## Dataset items
· · · · · · ·
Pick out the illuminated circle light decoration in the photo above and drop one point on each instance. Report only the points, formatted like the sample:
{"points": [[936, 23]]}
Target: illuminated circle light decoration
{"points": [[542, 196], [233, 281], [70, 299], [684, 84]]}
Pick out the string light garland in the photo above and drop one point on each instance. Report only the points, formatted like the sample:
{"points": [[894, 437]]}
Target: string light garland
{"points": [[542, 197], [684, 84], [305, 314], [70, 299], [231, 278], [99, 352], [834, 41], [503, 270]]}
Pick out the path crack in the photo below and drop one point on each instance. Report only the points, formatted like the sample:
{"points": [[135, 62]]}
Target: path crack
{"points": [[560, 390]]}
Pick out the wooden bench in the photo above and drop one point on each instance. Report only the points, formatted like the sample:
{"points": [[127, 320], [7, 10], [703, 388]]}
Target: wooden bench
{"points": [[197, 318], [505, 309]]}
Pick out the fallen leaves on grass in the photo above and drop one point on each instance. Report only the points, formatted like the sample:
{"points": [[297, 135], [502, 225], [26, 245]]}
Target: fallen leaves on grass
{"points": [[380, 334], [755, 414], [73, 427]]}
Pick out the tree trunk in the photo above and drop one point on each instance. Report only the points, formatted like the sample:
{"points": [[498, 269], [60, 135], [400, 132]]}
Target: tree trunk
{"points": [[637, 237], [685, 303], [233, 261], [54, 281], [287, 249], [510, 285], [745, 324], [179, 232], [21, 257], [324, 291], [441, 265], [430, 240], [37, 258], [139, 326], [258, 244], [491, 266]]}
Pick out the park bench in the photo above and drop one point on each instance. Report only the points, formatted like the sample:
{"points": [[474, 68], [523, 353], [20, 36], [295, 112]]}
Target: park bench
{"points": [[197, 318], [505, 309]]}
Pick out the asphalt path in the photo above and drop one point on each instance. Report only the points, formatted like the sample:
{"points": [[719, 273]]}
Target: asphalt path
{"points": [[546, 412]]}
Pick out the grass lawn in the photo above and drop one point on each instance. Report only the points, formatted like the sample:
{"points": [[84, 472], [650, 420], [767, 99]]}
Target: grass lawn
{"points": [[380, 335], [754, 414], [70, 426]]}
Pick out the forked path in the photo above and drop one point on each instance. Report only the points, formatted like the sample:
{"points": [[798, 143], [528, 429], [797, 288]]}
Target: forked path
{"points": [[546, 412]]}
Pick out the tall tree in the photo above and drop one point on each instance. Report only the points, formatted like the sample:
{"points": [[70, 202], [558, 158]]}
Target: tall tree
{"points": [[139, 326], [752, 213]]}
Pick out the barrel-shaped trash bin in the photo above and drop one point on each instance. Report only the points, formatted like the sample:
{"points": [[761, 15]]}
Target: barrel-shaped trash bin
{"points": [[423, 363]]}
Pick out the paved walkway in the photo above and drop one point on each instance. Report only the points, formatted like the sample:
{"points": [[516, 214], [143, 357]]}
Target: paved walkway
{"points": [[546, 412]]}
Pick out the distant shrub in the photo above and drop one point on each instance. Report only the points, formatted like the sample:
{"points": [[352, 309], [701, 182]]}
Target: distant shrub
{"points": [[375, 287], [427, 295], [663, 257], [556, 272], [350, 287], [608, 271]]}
· · · · · · ·
Extract the complete listing verbatim.

Pick out the illuminated circle light decoration in the photo above and drop one point on each instance. Report only the points, formatted like the sample:
{"points": [[936, 23]]}
Target: illuminated circle light decoration
{"points": [[542, 196], [233, 281], [70, 299], [684, 84]]}
Pick out the string light garland in the photo above and drop one point on each instance. Report only the points, formatted like the sample:
{"points": [[894, 437]]}
Target: string light garland
{"points": [[542, 197], [684, 84], [305, 314], [70, 299], [231, 278], [99, 352], [834, 41], [503, 270]]}
Pick out the path crack in the photo below and drop one point on each instance. Report only the points, formatted like the sample:
{"points": [[135, 62]]}
Target: path crack
{"points": [[560, 390]]}
Pick out the wooden bench in the photo above and drop one point on each instance. Report only the points, formatted like the sample:
{"points": [[127, 320], [7, 10], [703, 388]]}
Target: wooden bench
{"points": [[197, 318], [505, 309]]}
Pick out the fallen leaves on grass in the photo above and drop one point on each instance. Report only the points, formatted like the sample:
{"points": [[297, 135], [502, 225], [26, 245]]}
Target: fallen leaves on grass
{"points": [[380, 334], [755, 414], [73, 427]]}
Pick out the tree trunk in the photo above and drop one point on each instance. Report only the points, formatted like the sample:
{"points": [[498, 269], [60, 135], [400, 132]]}
Target: tree trunk
{"points": [[637, 237], [685, 303], [233, 261], [54, 281], [287, 249], [510, 285], [745, 324], [179, 232], [21, 257], [324, 291], [441, 265], [430, 240], [37, 258], [139, 326], [258, 244], [491, 266]]}
Pick out the park bench in the photo above and drop one point on each instance. Report only the points, formatted like the sample:
{"points": [[474, 68], [523, 353], [20, 36], [295, 112]]}
Target: park bench
{"points": [[197, 318], [505, 309]]}
Pick out the asphalt path in the photo above and drop one point on each instance. Report only the points, formatted like the sample:
{"points": [[719, 273]]}
Target: asphalt path
{"points": [[546, 412]]}
Pick out the grass lawn in the photo above and drop one point on each instance. Report only the points, formatted like the sample:
{"points": [[84, 472], [650, 420], [767, 99]]}
Target: grass lawn
{"points": [[380, 335], [754, 414], [70, 426]]}
Pick out the forked path in the photo above and drop one point on each instance. Report only the points, formatted like the sample:
{"points": [[798, 143], [528, 429], [797, 288]]}
Target: forked path
{"points": [[546, 412]]}
Pick out the tall tree in the photo above and drop one point on each instance. Report only the points, formatted like the sample:
{"points": [[70, 202], [558, 158]]}
Target: tall tree
{"points": [[139, 326], [752, 213]]}
Pick out the barrel-shaped trash bin in the photo above and drop one point on each instance. Report only the points, formatted like the sample:
{"points": [[761, 15]]}
Target: barrel-shaped trash bin
{"points": [[423, 363]]}
Pick out the paved walkway in the photo above and drop one point on each instance. Report only the points, formatted like the sample:
{"points": [[516, 214], [143, 357]]}
Target: paved walkway
{"points": [[546, 412]]}
Pick out the distant shrub in the photo above and drop one point on each instance. Report only the points, formatted like the sample:
{"points": [[352, 309], [701, 182]]}
Target: distant shrub
{"points": [[375, 287], [427, 295], [663, 257], [556, 272], [350, 287], [608, 271]]}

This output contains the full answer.